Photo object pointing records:

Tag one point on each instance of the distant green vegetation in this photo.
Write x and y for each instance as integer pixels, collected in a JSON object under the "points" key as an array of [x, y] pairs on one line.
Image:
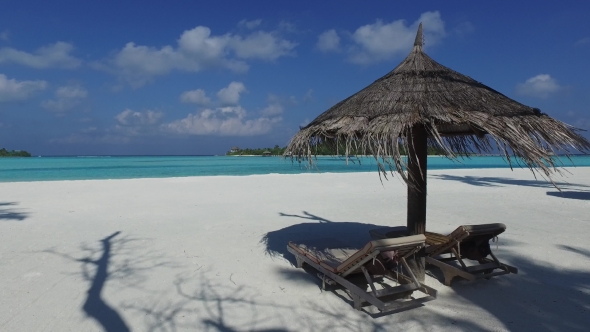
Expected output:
{"points": [[13, 153]]}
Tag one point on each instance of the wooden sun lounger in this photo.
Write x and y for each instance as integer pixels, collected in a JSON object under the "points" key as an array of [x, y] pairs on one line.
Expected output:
{"points": [[337, 265], [467, 241]]}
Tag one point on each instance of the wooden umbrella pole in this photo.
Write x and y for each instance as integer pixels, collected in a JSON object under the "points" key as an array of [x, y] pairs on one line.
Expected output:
{"points": [[417, 162]]}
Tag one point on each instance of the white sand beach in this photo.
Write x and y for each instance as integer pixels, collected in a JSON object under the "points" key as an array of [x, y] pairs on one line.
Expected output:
{"points": [[209, 253]]}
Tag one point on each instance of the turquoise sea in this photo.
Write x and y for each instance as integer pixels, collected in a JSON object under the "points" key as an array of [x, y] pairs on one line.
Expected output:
{"points": [[116, 167]]}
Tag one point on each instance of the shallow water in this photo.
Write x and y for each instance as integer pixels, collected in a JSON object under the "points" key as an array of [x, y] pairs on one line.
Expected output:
{"points": [[116, 167]]}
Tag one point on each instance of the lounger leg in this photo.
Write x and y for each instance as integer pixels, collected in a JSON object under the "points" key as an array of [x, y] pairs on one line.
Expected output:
{"points": [[357, 301], [299, 261]]}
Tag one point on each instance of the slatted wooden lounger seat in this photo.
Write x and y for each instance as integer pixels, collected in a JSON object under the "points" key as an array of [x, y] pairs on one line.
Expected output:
{"points": [[376, 260], [467, 241]]}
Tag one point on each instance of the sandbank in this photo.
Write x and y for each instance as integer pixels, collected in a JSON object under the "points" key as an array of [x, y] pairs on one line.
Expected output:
{"points": [[208, 253]]}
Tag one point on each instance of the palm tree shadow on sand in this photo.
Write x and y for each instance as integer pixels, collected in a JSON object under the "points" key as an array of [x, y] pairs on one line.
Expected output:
{"points": [[98, 266], [95, 306]]}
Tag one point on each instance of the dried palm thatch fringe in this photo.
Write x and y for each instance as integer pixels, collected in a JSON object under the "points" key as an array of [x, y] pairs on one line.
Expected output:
{"points": [[461, 116]]}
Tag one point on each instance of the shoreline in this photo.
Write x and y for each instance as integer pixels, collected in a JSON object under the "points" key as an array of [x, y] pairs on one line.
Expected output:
{"points": [[213, 248], [389, 174]]}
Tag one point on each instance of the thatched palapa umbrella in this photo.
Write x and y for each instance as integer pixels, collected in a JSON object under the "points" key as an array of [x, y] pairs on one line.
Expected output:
{"points": [[422, 104]]}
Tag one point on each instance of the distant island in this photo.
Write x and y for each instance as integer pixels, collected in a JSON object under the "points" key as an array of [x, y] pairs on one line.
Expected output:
{"points": [[321, 150], [13, 153]]}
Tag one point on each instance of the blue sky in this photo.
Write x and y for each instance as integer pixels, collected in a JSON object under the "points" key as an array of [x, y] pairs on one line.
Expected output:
{"points": [[188, 77]]}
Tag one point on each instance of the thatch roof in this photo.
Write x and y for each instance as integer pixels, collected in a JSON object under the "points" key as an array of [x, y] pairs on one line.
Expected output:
{"points": [[461, 116]]}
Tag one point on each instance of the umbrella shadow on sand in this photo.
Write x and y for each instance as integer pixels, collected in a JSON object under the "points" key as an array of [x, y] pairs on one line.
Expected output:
{"points": [[540, 297], [491, 181], [316, 232]]}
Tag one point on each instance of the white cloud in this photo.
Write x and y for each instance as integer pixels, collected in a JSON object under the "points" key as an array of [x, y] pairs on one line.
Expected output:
{"points": [[381, 41], [463, 29], [5, 35], [133, 118], [540, 86], [287, 27], [308, 97], [328, 41], [67, 97], [51, 56], [583, 123], [224, 121], [197, 50], [261, 45], [13, 90], [197, 96], [230, 95], [274, 107], [249, 24]]}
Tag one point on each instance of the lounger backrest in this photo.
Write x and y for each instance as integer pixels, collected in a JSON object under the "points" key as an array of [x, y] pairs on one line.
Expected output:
{"points": [[403, 245], [485, 230], [462, 233]]}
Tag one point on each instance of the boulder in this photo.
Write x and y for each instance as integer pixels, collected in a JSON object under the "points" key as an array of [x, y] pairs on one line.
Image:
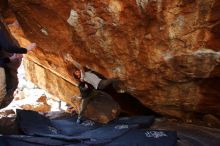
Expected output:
{"points": [[165, 52]]}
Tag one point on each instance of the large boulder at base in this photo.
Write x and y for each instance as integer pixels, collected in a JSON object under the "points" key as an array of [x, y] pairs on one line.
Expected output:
{"points": [[102, 108]]}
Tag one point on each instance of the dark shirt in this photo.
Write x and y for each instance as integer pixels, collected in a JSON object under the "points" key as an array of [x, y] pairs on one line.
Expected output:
{"points": [[8, 45]]}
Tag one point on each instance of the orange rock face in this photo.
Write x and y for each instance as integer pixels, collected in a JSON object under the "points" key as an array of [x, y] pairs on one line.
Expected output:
{"points": [[166, 52]]}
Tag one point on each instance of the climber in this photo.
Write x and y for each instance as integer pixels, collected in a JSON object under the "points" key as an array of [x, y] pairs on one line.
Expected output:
{"points": [[87, 94], [93, 79], [10, 59]]}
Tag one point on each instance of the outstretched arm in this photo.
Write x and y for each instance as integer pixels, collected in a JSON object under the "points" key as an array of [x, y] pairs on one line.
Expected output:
{"points": [[19, 50]]}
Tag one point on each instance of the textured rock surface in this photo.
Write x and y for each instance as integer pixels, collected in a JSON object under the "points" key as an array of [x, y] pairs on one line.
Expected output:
{"points": [[165, 51]]}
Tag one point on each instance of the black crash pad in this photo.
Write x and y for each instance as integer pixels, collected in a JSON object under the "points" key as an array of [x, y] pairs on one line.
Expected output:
{"points": [[129, 131]]}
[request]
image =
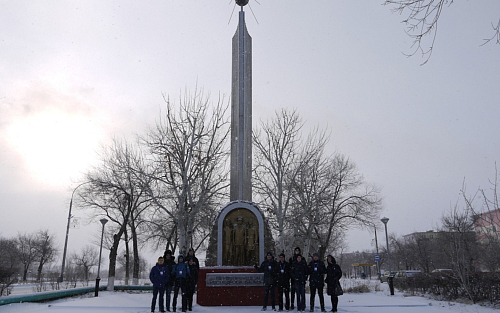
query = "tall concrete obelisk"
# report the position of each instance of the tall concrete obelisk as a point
(241, 117)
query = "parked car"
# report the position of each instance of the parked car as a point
(383, 277)
(403, 279)
(406, 274)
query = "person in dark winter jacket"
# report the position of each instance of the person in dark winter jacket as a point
(169, 262)
(283, 282)
(333, 276)
(159, 277)
(191, 282)
(317, 271)
(193, 257)
(292, 260)
(299, 277)
(180, 273)
(269, 268)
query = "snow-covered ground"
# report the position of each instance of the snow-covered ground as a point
(373, 302)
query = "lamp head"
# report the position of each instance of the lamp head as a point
(241, 3)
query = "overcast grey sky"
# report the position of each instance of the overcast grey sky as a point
(75, 74)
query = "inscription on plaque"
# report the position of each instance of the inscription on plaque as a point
(234, 279)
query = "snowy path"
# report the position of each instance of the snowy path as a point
(122, 302)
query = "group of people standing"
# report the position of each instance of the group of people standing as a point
(294, 273)
(167, 275)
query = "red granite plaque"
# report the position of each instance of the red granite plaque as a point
(240, 287)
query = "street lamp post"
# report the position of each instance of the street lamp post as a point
(98, 279)
(67, 233)
(390, 278)
(378, 256)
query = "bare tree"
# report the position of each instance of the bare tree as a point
(350, 201)
(9, 265)
(28, 253)
(189, 154)
(460, 245)
(484, 206)
(85, 260)
(422, 20)
(277, 158)
(46, 250)
(118, 190)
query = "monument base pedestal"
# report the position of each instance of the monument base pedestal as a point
(221, 289)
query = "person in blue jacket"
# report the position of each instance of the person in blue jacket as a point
(180, 274)
(317, 271)
(299, 277)
(159, 277)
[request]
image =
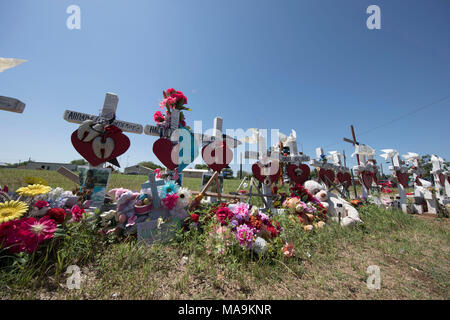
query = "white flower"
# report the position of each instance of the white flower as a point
(108, 215)
(55, 194)
(184, 196)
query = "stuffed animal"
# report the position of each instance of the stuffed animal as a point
(331, 201)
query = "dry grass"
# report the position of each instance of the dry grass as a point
(412, 253)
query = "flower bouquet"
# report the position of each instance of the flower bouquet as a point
(306, 207)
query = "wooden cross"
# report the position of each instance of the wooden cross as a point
(11, 104)
(152, 184)
(108, 112)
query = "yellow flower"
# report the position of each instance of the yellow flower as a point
(11, 210)
(33, 190)
(35, 180)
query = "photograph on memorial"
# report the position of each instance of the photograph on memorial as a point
(238, 158)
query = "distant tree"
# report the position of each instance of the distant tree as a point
(79, 162)
(150, 164)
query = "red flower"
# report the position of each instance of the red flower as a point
(36, 231)
(40, 204)
(223, 213)
(195, 217)
(159, 117)
(77, 213)
(26, 234)
(57, 214)
(13, 236)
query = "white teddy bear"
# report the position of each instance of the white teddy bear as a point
(330, 201)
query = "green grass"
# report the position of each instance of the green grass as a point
(413, 253)
(330, 263)
(14, 178)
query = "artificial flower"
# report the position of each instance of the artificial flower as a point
(170, 200)
(38, 231)
(260, 246)
(77, 213)
(169, 188)
(159, 117)
(288, 250)
(35, 180)
(112, 129)
(158, 173)
(241, 211)
(57, 214)
(184, 196)
(41, 204)
(195, 217)
(13, 236)
(223, 213)
(244, 234)
(33, 190)
(11, 210)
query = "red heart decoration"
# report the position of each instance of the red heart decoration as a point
(121, 145)
(402, 178)
(162, 148)
(367, 179)
(225, 156)
(326, 173)
(418, 181)
(298, 179)
(345, 179)
(441, 179)
(258, 167)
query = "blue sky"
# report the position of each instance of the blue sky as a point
(308, 65)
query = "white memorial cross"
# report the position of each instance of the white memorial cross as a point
(108, 112)
(152, 184)
(393, 155)
(261, 154)
(437, 170)
(365, 153)
(420, 191)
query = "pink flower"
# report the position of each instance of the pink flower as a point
(12, 235)
(170, 201)
(42, 229)
(244, 234)
(40, 204)
(223, 213)
(33, 232)
(159, 117)
(241, 211)
(158, 173)
(288, 250)
(77, 213)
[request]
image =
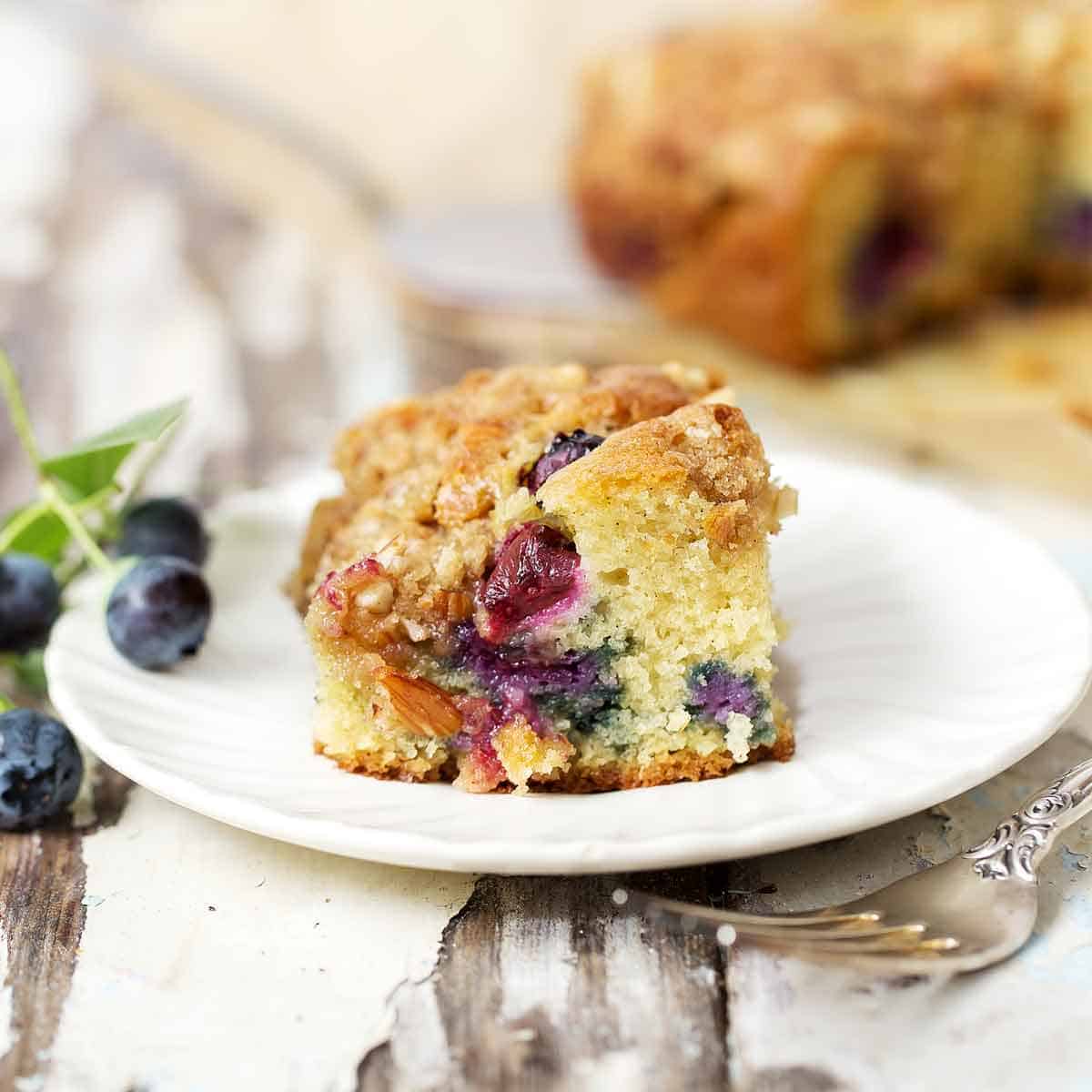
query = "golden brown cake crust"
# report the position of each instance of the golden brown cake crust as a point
(680, 765)
(703, 157)
(427, 473)
(674, 453)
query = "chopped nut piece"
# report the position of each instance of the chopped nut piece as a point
(425, 708)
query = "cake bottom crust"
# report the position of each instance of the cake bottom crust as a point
(581, 778)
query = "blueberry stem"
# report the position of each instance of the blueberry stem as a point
(56, 500)
(20, 523)
(16, 410)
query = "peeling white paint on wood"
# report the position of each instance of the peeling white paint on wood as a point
(218, 960)
(8, 1033)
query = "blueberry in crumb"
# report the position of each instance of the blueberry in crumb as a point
(535, 568)
(158, 612)
(164, 527)
(565, 448)
(716, 693)
(30, 602)
(41, 769)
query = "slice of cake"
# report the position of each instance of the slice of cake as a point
(549, 577)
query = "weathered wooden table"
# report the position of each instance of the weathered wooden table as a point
(146, 947)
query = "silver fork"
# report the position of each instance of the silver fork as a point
(962, 915)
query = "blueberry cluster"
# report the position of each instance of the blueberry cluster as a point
(157, 612)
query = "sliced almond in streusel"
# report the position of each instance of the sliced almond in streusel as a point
(425, 708)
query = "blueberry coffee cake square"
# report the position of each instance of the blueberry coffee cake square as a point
(549, 577)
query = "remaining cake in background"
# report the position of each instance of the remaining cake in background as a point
(549, 577)
(817, 187)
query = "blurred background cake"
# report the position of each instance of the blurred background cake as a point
(891, 195)
(816, 187)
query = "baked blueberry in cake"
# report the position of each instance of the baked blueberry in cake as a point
(818, 186)
(549, 577)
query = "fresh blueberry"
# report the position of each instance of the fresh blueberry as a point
(164, 527)
(565, 448)
(536, 567)
(41, 769)
(30, 602)
(158, 612)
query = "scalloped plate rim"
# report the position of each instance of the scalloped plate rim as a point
(397, 845)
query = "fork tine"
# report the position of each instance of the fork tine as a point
(651, 905)
(872, 947)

» **Objective**
Gather every line from the rows above that contains the string "plaque", and copy each of those lines in full.

» **Complete response**
query = "inscription on plaque"
# report the position of each instance of the inscription on plaque as a point
query = "red granite plaque"
# report the position of each instance of the red granite plaque as a point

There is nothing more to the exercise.